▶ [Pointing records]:
· · ·
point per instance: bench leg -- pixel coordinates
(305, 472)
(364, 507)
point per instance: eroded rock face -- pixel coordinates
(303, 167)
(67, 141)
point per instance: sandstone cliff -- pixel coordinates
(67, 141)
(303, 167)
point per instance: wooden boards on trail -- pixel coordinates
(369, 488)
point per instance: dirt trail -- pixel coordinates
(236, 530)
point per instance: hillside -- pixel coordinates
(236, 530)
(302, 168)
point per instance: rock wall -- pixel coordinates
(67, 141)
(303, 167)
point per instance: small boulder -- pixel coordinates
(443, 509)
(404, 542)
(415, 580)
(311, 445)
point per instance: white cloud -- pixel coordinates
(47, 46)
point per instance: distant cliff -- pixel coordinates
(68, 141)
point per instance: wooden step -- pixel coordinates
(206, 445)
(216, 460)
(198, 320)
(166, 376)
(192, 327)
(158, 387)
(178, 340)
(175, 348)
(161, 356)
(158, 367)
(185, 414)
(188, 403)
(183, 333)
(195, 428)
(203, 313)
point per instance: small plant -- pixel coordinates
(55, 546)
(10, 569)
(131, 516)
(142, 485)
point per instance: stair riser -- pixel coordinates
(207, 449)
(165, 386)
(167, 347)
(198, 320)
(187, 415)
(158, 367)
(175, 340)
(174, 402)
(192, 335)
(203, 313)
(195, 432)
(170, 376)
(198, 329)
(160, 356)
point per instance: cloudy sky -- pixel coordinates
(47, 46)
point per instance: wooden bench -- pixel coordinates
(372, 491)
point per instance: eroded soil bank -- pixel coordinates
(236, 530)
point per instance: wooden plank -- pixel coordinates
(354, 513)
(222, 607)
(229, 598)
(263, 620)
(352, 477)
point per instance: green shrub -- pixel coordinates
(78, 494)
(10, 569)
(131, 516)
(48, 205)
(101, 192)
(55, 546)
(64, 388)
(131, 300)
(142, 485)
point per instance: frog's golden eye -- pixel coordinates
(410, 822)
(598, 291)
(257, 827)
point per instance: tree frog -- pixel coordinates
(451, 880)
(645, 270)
· · ·
▶ [Exercise]:
Write out every one of the records above word for word, with nothing changed.

▶ [Answer]:
point per instance: bench leg -- pixel coordinates
(305, 472)
(364, 507)
point per instance: eroded rock face -- pixel coordinates
(303, 167)
(67, 141)
point per instance: sandstone cliff -- pixel coordinates
(67, 141)
(303, 167)
point per instance: wooden boards on trail -- pixel coordinates
(369, 488)
point per instance: dirt trail -- pixel coordinates
(236, 530)
point per instance: hillside -- pixel coordinates
(236, 530)
(302, 168)
point per instance: rock wall -- pixel coordinates
(67, 141)
(303, 167)
point per instance: small boulder -- pixel coordinates
(443, 509)
(404, 542)
(415, 580)
(311, 445)
point per instance: white cloud -- pixel coordinates
(47, 46)
point per instance: distant cliff -- pixel coordinates
(68, 141)
point per instance: wooden step -- pixel coordinates
(206, 445)
(216, 460)
(198, 320)
(166, 376)
(192, 327)
(158, 387)
(178, 340)
(175, 348)
(161, 356)
(158, 367)
(185, 414)
(188, 403)
(183, 333)
(195, 428)
(203, 313)
point per instance: small plant -- pixel coordinates
(55, 546)
(10, 569)
(131, 516)
(142, 485)
point per instance: stair riser -- pixel coordinates
(207, 449)
(165, 386)
(167, 347)
(198, 320)
(187, 415)
(158, 367)
(175, 340)
(174, 402)
(192, 335)
(203, 313)
(195, 432)
(170, 376)
(198, 329)
(160, 356)
point per instance: cloudy sky -- pixel coordinates
(47, 46)
point per instance: wooden bench -- pixel coordinates
(372, 491)
point per instance: eroded soil bank -- pixel coordinates
(236, 530)
point per instance: wooden plank -- pixel coordinates
(354, 513)
(222, 607)
(229, 598)
(263, 620)
(352, 477)
point per instance: green shrub -- pixel coordinates
(78, 494)
(10, 569)
(131, 516)
(48, 205)
(101, 192)
(55, 546)
(64, 388)
(131, 300)
(142, 485)
point per instance: frog's golden eye -- pixel coordinates
(410, 822)
(598, 291)
(257, 827)
point per instance: tree frog -- pixel coordinates
(451, 880)
(645, 270)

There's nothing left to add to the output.